### GOAL OF THE EXERCISE:
Go through the data below and copy it exactly, skipping every picture.

### GIVEN ENTRIES:
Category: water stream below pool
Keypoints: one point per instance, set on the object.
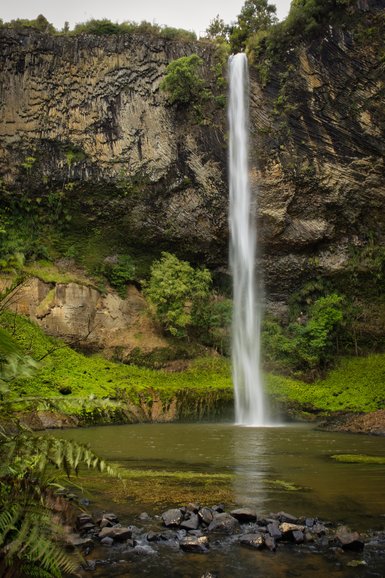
(273, 469)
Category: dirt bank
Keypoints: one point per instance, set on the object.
(368, 423)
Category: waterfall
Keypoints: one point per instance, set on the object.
(250, 404)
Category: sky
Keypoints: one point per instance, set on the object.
(189, 14)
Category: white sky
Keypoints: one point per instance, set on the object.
(189, 14)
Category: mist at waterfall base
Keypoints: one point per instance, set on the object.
(250, 401)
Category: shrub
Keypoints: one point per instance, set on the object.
(183, 83)
(175, 290)
(98, 27)
(256, 15)
(119, 271)
(307, 343)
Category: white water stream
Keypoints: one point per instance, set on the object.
(250, 403)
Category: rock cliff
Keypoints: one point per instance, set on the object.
(85, 128)
(83, 118)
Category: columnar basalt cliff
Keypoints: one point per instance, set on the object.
(83, 117)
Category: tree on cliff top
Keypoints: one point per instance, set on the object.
(183, 83)
(255, 16)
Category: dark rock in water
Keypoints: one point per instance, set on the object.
(104, 523)
(323, 541)
(122, 534)
(117, 533)
(154, 537)
(75, 541)
(285, 517)
(196, 544)
(180, 534)
(298, 536)
(219, 508)
(107, 541)
(256, 541)
(270, 543)
(195, 533)
(224, 523)
(191, 522)
(206, 515)
(245, 515)
(274, 530)
(193, 508)
(172, 517)
(144, 517)
(143, 550)
(287, 529)
(111, 517)
(84, 519)
(319, 529)
(309, 537)
(349, 540)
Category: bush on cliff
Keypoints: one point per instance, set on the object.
(183, 82)
(307, 343)
(175, 291)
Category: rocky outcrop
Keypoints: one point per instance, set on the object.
(85, 317)
(84, 117)
(318, 137)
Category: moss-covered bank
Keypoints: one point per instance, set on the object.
(69, 388)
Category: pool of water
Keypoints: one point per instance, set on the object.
(274, 469)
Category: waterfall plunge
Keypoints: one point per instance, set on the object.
(250, 404)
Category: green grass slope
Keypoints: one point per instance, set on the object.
(355, 384)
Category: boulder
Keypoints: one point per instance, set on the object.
(172, 517)
(274, 531)
(244, 515)
(206, 515)
(270, 543)
(196, 544)
(298, 536)
(287, 528)
(256, 541)
(191, 522)
(349, 540)
(224, 523)
(107, 541)
(116, 532)
(285, 517)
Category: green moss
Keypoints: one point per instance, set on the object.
(355, 384)
(93, 378)
(358, 459)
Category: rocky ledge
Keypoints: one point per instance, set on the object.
(194, 529)
(367, 423)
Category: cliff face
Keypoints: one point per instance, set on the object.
(84, 116)
(319, 127)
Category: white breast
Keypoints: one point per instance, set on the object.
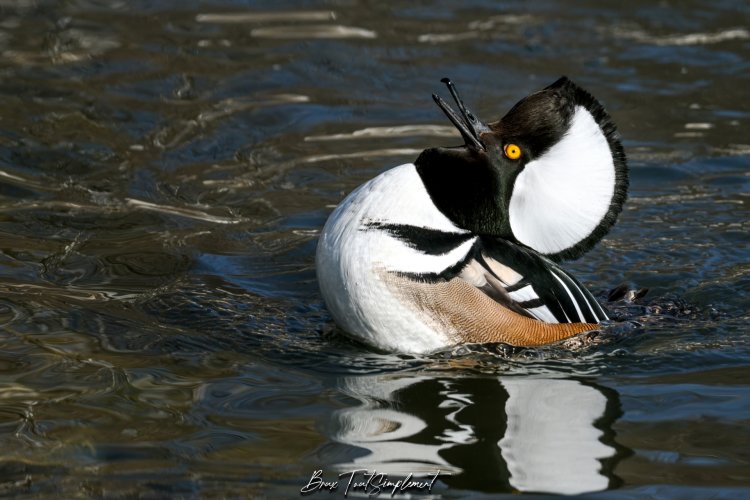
(351, 260)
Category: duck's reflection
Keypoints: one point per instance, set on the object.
(527, 434)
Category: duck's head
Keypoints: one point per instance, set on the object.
(551, 174)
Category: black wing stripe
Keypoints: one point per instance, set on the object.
(568, 298)
(582, 300)
(530, 304)
(426, 240)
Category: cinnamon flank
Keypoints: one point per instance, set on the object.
(463, 311)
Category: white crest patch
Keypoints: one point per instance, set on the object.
(562, 196)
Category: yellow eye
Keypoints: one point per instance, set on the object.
(512, 151)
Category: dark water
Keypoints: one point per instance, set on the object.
(164, 173)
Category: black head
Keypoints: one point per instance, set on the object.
(551, 174)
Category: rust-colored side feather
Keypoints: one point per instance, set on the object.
(467, 314)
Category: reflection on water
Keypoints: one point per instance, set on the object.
(529, 434)
(165, 168)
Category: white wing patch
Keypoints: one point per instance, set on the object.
(562, 196)
(505, 273)
(524, 294)
(542, 313)
(572, 298)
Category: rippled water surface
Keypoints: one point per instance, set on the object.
(165, 168)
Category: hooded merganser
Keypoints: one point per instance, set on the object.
(461, 245)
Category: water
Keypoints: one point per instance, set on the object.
(165, 170)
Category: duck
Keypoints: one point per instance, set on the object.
(465, 244)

### IN RESPONSE:
Category: water stream below pool
Keypoints: one point per instance, set on the object.
(273, 469)
Category: dirt bank
Keypoints: one point per instance, set on the object.
(368, 423)
Category: waterfall
Keypoints: one point per instance, set on the object.
(250, 404)
Category: sky
Keypoints: one point per instance, set on the object.
(189, 14)
Category: white sky
Keypoints: one point per instance, set on the object.
(189, 14)
Category: mist at waterfall base
Keypoints: one point per instance, set on the object.
(250, 401)
Category: shrub
Keypoints: one point per instance, set on the object.
(183, 83)
(175, 290)
(98, 27)
(256, 15)
(119, 271)
(307, 343)
Category: white water stream
Keypoints: one point per instance, set on the object.
(250, 403)
Category: rock cliff
Keypoints: one point per instance, set on the object.
(85, 128)
(83, 118)
Category: columnar basalt cliff
Keypoints: one point per instance, set on the object.
(83, 117)
Category: tree on cliff top
Keypoints: one point per instance, set on the object.
(183, 83)
(255, 16)
Category: dark rock in water
Keypoints: one point per instance, set on the object.
(104, 523)
(323, 541)
(122, 534)
(117, 533)
(154, 537)
(75, 541)
(285, 517)
(196, 544)
(180, 534)
(298, 536)
(219, 508)
(107, 541)
(256, 541)
(270, 543)
(195, 533)
(224, 523)
(191, 522)
(206, 515)
(245, 515)
(274, 530)
(193, 508)
(172, 517)
(144, 517)
(143, 550)
(287, 529)
(111, 517)
(84, 519)
(319, 529)
(309, 537)
(349, 540)
Category: bush on cliff
Keypoints: one point per instance, set on the object.
(183, 82)
(307, 343)
(175, 291)
Category: rocky outcrop
Keypoints: one point per instance, set on the object.
(85, 317)
(84, 117)
(318, 137)
Category: moss-covered bank
Keypoints: one point per instance, set on the object.
(69, 388)
Category: pool of water
Keypoints: one point per instance, set on the object.
(274, 469)
Category: waterfall plunge
Keypoints: one point per instance, set on the object.
(250, 404)
Category: green grass slope
Keypoints: one point per instance, set on the object.
(355, 384)
Category: boulder
Keypoints: one point per instance, set on the object.
(172, 517)
(274, 531)
(244, 515)
(206, 515)
(270, 543)
(196, 544)
(298, 536)
(287, 528)
(256, 541)
(191, 522)
(349, 540)
(224, 523)
(107, 541)
(116, 532)
(285, 517)
Category: green moss
Keypoints: one point per instance, set on the object.
(355, 384)
(93, 378)
(358, 459)
Category: rocky ledge
Keypoints: one point per instance, set on the object.
(194, 529)
(367, 423)
Category: cliff face
Keypoints: one point per instance, set on the object.
(84, 116)
(319, 127)
Category: white breast
Keypoints: one point per instance, set on the object.
(351, 260)
Category: duck's reflection
Keypoints: one point per instance, set on the object.
(527, 434)
Category: duck's head
Keypoints: one point per instance, set on the object.
(551, 174)
Category: black wing stripe
Keypoints: one point per instance, set on the object.
(568, 298)
(582, 300)
(530, 304)
(426, 240)
Category: cinnamon flank
Keypoints: one point per instance, set on the object.
(463, 311)
Category: white crest patch
Keypoints: one point per instance, set on the object.
(562, 196)
Category: yellow eye
Keypoints: one point per instance, set on the object.
(512, 151)
Category: dark water
Keypoints: one point per instance, set on the object.
(164, 173)
Category: black head
Keypoints: one point per instance, set on the object.
(551, 174)
Category: rust-colored side feather
Keypoints: one point per instance, set on the object.
(467, 314)
Category: reflection on water
Keypoints: one point per instance, set on the object.
(529, 434)
(165, 168)
Category: white wing patch
Keypoints: one point per instance, set on the object.
(562, 196)
(505, 273)
(524, 294)
(542, 313)
(572, 298)
Category: rippled water surface
Keypoints: one point per instance, set on the object.
(165, 168)
Category: hooded merganser
Keypoints: one point per instance, set on the object.
(461, 245)
Category: water
Keypoints: one point per instance, set on the object.
(165, 170)
Category: duck
Keypoints: one point per instance, set on the object.
(465, 244)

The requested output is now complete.